■ MATERIAL SHOWN:
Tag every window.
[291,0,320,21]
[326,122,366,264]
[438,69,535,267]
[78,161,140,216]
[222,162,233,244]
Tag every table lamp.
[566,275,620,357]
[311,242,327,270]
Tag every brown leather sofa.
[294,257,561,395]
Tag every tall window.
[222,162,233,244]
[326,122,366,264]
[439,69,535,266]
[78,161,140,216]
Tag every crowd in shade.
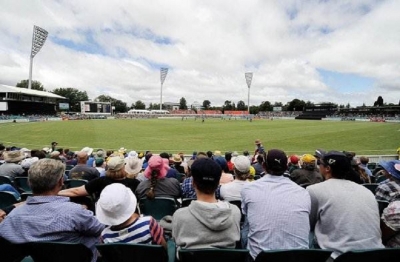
[0,139,400,261]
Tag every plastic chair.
[335,248,400,262]
[179,248,249,262]
[367,162,376,172]
[0,191,18,209]
[362,183,378,195]
[65,165,75,171]
[255,249,332,262]
[376,175,387,184]
[181,198,197,207]
[14,177,32,193]
[96,243,168,262]
[376,200,389,215]
[26,242,93,262]
[139,197,178,221]
[64,179,88,189]
[0,237,28,262]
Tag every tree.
[236,100,247,111]
[179,97,187,110]
[16,79,46,91]
[95,95,128,113]
[286,98,306,111]
[259,101,272,112]
[52,87,89,112]
[203,100,211,110]
[222,100,233,111]
[132,100,146,109]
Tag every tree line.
[16,80,400,114]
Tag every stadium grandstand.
[0,84,66,115]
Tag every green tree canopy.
[203,100,211,110]
[236,100,247,111]
[132,100,146,109]
[16,79,46,91]
[52,87,89,112]
[179,97,187,110]
[95,95,128,113]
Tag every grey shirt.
[307,178,384,259]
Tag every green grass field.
[0,118,400,155]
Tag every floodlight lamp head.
[244,72,253,88]
[31,25,48,58]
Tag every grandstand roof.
[0,84,65,99]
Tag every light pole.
[160,67,168,110]
[244,72,253,115]
[28,25,48,89]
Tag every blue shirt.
[0,196,104,261]
[241,174,311,259]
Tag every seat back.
[367,162,376,172]
[376,175,387,184]
[255,249,332,262]
[0,191,18,209]
[362,183,378,195]
[139,197,178,221]
[64,179,88,189]
[335,248,400,262]
[26,242,93,262]
[14,177,32,193]
[176,173,186,183]
[0,237,28,262]
[179,248,249,262]
[96,243,168,262]
[0,175,14,186]
[65,165,75,171]
[229,200,246,225]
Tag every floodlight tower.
[28,25,48,89]
[244,72,253,115]
[160,67,168,110]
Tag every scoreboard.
[81,101,112,115]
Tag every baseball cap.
[300,154,317,164]
[96,183,137,226]
[191,158,222,184]
[233,156,250,173]
[107,156,125,171]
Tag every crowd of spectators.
[0,139,400,261]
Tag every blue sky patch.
[317,69,375,93]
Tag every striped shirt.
[101,216,164,245]
[0,196,104,261]
[241,175,311,259]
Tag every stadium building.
[0,84,65,115]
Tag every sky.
[0,0,400,107]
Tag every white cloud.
[0,0,400,108]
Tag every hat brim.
[144,164,169,179]
[379,160,400,179]
[96,189,137,226]
[4,154,25,163]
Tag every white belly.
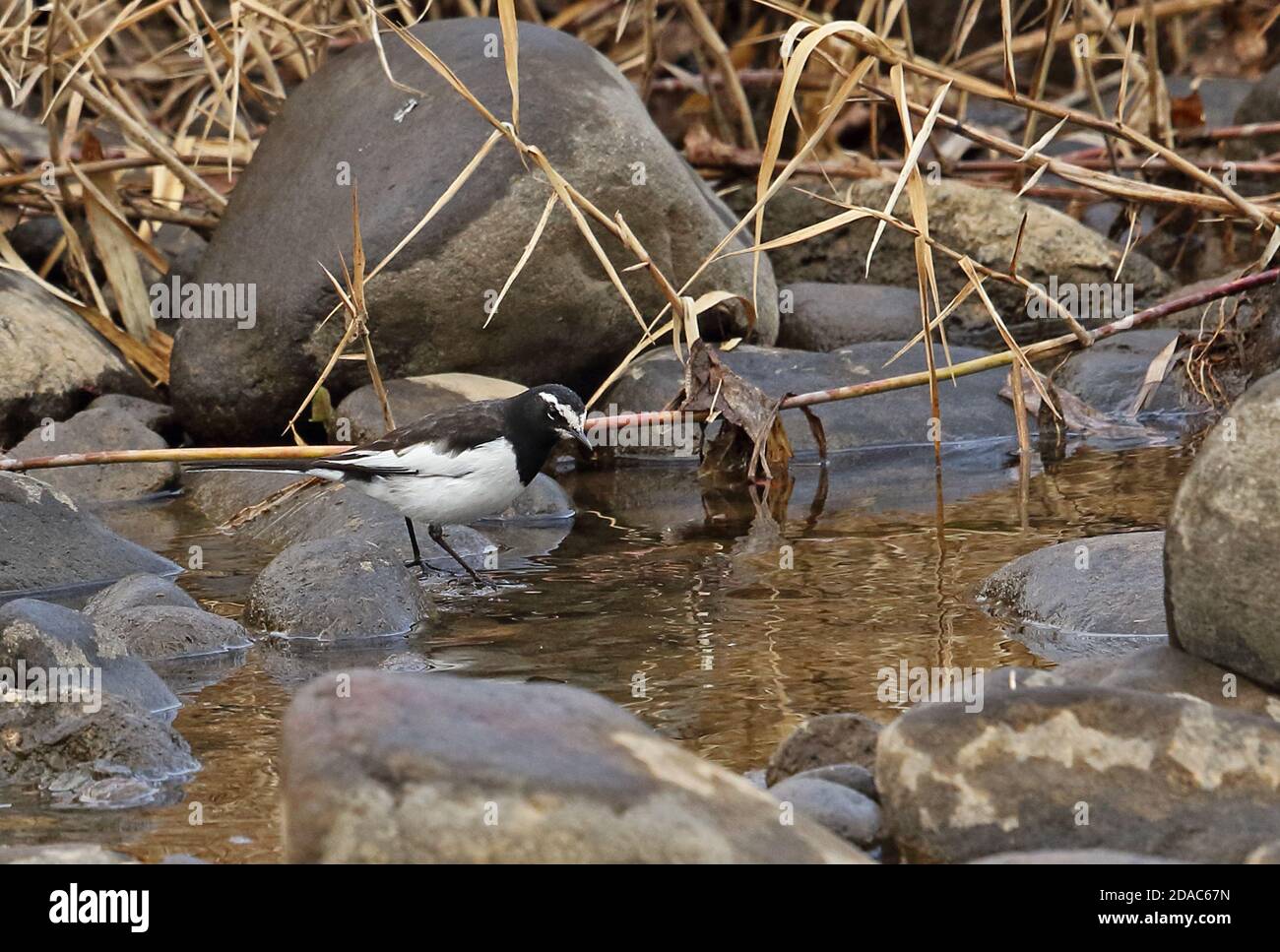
[349,439,525,526]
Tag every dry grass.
[0,0,1280,468]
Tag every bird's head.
[517,384,596,453]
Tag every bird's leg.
[405,516,426,571]
[426,522,482,585]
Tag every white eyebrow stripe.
[538,393,583,430]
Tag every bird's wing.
[314,401,504,478]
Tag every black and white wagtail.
[192,384,593,582]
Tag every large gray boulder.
[875,683,1280,862]
[171,18,777,441]
[978,533,1165,661]
[1054,328,1208,415]
[0,473,180,598]
[244,539,432,642]
[0,270,146,447]
[0,599,179,714]
[778,282,921,350]
[84,575,252,662]
[0,695,200,808]
[1165,374,1280,687]
[282,670,866,862]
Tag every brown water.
[0,437,1190,861]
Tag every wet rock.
[0,270,148,447]
[94,605,253,662]
[282,670,866,862]
[767,714,880,787]
[784,764,879,801]
[875,686,1280,862]
[1232,65,1280,155]
[769,777,880,849]
[1165,374,1280,687]
[171,18,777,441]
[89,393,178,438]
[1054,328,1208,415]
[244,539,431,641]
[730,178,1169,347]
[0,844,137,866]
[328,374,525,443]
[1245,840,1280,866]
[85,576,253,662]
[0,599,179,714]
[9,409,179,501]
[778,282,921,350]
[0,693,200,807]
[978,533,1165,661]
[184,473,572,572]
[1024,640,1280,723]
[969,850,1186,866]
[82,572,200,620]
[0,473,180,599]
[605,342,1015,458]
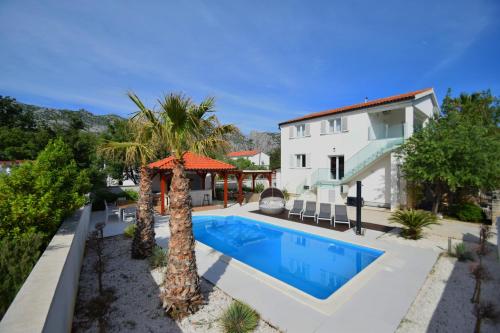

■ REQUIRED TASK:
Render every line of the records above as a Markdown table with a No. column for the row number and a Line column for the line, skipping any blank lines. Leave out the pictures.

■ SOLVED PROBLEM:
| No. | Line |
|---|---|
| 1 | Tag every window. |
| 2 | [291,0,320,21] |
| 3 | [326,122,366,264] |
| 4 | [438,69,535,267] |
| 5 | [78,161,140,216] |
| 6 | [222,162,233,244] |
| 7 | Tag every table lamp. |
| 8 | [566,275,620,357] |
| 9 | [311,242,327,270] |
| 10 | Tag every brown leather sofa. |
| 11 | [294,257,561,395] |
| 12 | Tag every tall window. |
| 13 | [222,162,233,244] |
| 14 | [326,122,366,264] |
| 15 | [439,69,535,266] |
| 16 | [78,161,140,216] |
| 17 | Tag every crowd in shade. |
| 18 | [0,139,400,261] |
| 19 | Tag every plastic chair. |
| 20 | [335,248,400,262] |
| 21 | [179,248,249,262] |
| 22 | [367,162,376,172] |
| 23 | [0,191,18,209] |
| 24 | [362,183,378,195] |
| 25 | [65,165,75,171] |
| 26 | [255,249,332,262] |
| 27 | [376,175,387,184] |
| 28 | [181,198,197,207] |
| 29 | [14,177,32,193] |
| 30 | [96,243,168,262] |
| 31 | [376,200,389,215] |
| 32 | [26,242,93,262] |
| 33 | [139,197,178,221] |
| 34 | [64,179,88,189] |
| 35 | [0,237,28,262] |
| 36 | Tag every tree. |
| 37 | [236,100,247,111] |
| 38 | [179,97,187,110] |
| 39 | [16,79,46,91] |
| 40 | [95,95,128,113] |
| 41 | [286,98,306,111] |
| 42 | [259,101,272,112] |
| 43 | [52,87,89,112] |
| 44 | [203,100,211,110] |
| 45 | [222,100,233,111] |
| 46 | [132,100,146,109] |
| 47 | Tag every tree line. |
| 48 | [16,80,400,114] |
| 49 | Tag every stadium grandstand. |
| 50 | [0,84,66,115] |
| 51 | Tag every green tree canopy. |
| 52 | [203,100,211,110] |
| 53 | [236,100,247,111] |
| 54 | [132,100,146,109] |
| 55 | [16,79,46,91] |
| 56 | [52,87,89,112] |
| 57 | [179,97,187,110] |
| 58 | [95,95,128,113] |
| 59 | Tag every grey shirt. |
| 60 | [307,178,384,259] |
| 61 | Tag every green grass field. |
| 62 | [0,118,400,155] |
| 63 | Tag every floodlight lamp head. |
| 64 | [244,72,253,88] |
| 65 | [31,25,48,58] |
| 66 | Tag every grandstand roof. |
| 67 | [0,84,65,99] |
| 68 | Tag every light pole. |
| 69 | [160,67,168,110] |
| 70 | [244,72,253,115] |
| 71 | [28,25,48,89] |
| 72 | Tag every blue shirt. |
| 73 | [0,196,104,261] |
| 74 | [241,174,311,259] |
| 75 | Tag every seat back. |
| 76 | [367,162,376,172] |
| 77 | [376,175,387,184] |
| 78 | [255,249,332,262] |
| 79 | [0,191,18,209] |
| 80 | [362,183,378,195] |
| 81 | [139,197,178,221] |
| 82 | [64,179,88,189] |
| 83 | [335,248,400,262] |
| 84 | [26,242,93,262] |
| 85 | [14,177,32,193] |
| 86 | [176,173,186,183] |
| 87 | [0,237,28,262] |
| 88 | [179,248,249,262] |
| 89 | [96,243,168,262] |
| 90 | [0,175,14,186] |
| 91 | [65,165,75,171] |
| 92 | [229,200,246,225] |
| 93 | Tag every floodlight tower. |
| 94 | [28,25,48,89] |
| 95 | [244,72,253,115] |
| 96 | [160,67,168,110] |
| 97 | Tag every scoreboard. |
| 98 | [81,101,112,115] |
| 99 | Tag every baseball cap. |
| 100 | [300,154,317,164] |
| 101 | [96,183,137,226] |
| 102 | [191,158,222,184] |
| 103 | [233,156,250,173] |
| 104 | [107,156,125,171] |
| 105 | Tag every crowd of spectators. |
| 106 | [0,139,400,261] |
| 107 | Tag every blue sky patch. |
| 108 | [317,69,375,93] |
| 109 | Tag every striped shirt. |
| 110 | [101,216,164,245] |
| 111 | [0,196,104,261] |
| 112 | [241,175,311,259] |
| 113 | Tag every stadium building. |
| 114 | [0,84,65,115] |
| 115 | Tag every sky. |
| 116 | [0,0,400,107] |
| 117 | Tag every white cloud. |
| 118 | [0,0,400,108] |
| 119 | Tag every hat brim. |
| 120 | [144,164,169,179] |
| 121 | [379,160,400,179] |
| 122 | [96,189,137,226] |
| 123 | [4,154,25,163] |
| 124 | Tag every white belly. |
| 125 | [349,439,525,526] |
| 126 | Tag every dry grass. |
| 127 | [0,0,1280,468] |
| 128 | Tag every bird's head. |
| 129 | [517,384,596,453] |
| 130 | Tag every bird's leg. |
| 131 | [405,516,426,571] |
| 132 | [426,522,482,585] |
| 133 | Tag every white eyebrow stripe. |
| 134 | [538,393,583,430] |
| 135 | Tag every bird's wing. |
| 136 | [314,401,504,478] |
| 137 | Tag every black and white wagtail. |
| 138 | [192,384,593,582] |
| 139 | Tag every large gray boulder. |
| 140 | [875,683,1280,862] |
| 141 | [171,18,777,441] |
| 142 | [978,533,1165,661] |
| 143 | [1054,328,1208,415] |
| 144 | [0,473,180,598] |
| 145 | [244,539,432,642] |
| 146 | [0,270,146,447] |
| 147 | [0,599,179,714] |
| 148 | [778,282,921,350] |
| 149 | [84,575,252,662] |
| 150 | [0,695,200,808] |
| 151 | [1165,374,1280,687] |
| 152 | [282,670,866,862] |
| 153 | Tag every brown water. |
| 154 | [0,437,1190,861] |
| 155 | Tag every wet rock. |
| 156 | [0,270,148,447] |
| 157 | [94,605,253,662] |
| 158 | [282,670,866,862] |
| 159 | [767,714,880,787] |
| 160 | [784,764,879,801] |
| 161 | [875,686,1280,862] |
| 162 | [1232,65,1280,155] |
| 163 | [769,777,880,849] |
| 164 | [1165,374,1280,687] |
| 165 | [171,18,777,441] |
| 166 | [89,393,178,438] |
| 167 | [1054,328,1208,415] |
| 168 | [244,539,431,641] |
| 169 | [730,178,1169,347] |
| 170 | [0,844,137,866] |
| 171 | [328,374,525,443] |
| 172 | [1245,840,1280,866] |
| 173 | [85,576,253,662] |
| 174 | [0,599,179,714] |
| 175 | [9,409,179,501] |
| 176 | [778,282,921,350] |
| 177 | [0,693,200,807] |
| 178 | [978,533,1165,661] |
| 179 | [184,473,572,572] |
| 180 | [1024,640,1280,723] |
| 181 | [969,850,1186,866] |
| 182 | [82,572,200,620] |
| 183 | [0,473,180,599] |
| 184 | [605,342,1015,458] |